* **Work to complete**
Write out each of the following lines word for word, in the order given.
-- start --
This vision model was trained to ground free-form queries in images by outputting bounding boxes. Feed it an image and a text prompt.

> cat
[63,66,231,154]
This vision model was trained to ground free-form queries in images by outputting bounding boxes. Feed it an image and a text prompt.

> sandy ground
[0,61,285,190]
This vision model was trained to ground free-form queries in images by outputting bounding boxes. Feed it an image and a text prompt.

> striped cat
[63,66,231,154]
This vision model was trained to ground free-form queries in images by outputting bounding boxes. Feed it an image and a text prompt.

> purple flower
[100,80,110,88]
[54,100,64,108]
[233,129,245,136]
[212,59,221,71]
-- end --
* **The output**
This vision model was trained to ground free-form queries in images by outputting bounding boxes. Feed it an image and a text prompt.

> cat
[63,66,231,154]
This vision model was trained to ground free-form queries in images by outputting bounding boxes. Feed it an image and a text prompt.

> sandy ground
[0,61,285,190]
This vision model was trained to ground free-form queries in images by outputting bounding boxes. Feed it an image and a text prompt.

> striped cat
[63,66,231,154]
This vision model was trained to ground free-form queries in images by outputting bounding boxes. Feed it an image and a text prompt.

> purple flower
[100,80,110,88]
[54,100,64,108]
[233,129,245,136]
[212,59,221,71]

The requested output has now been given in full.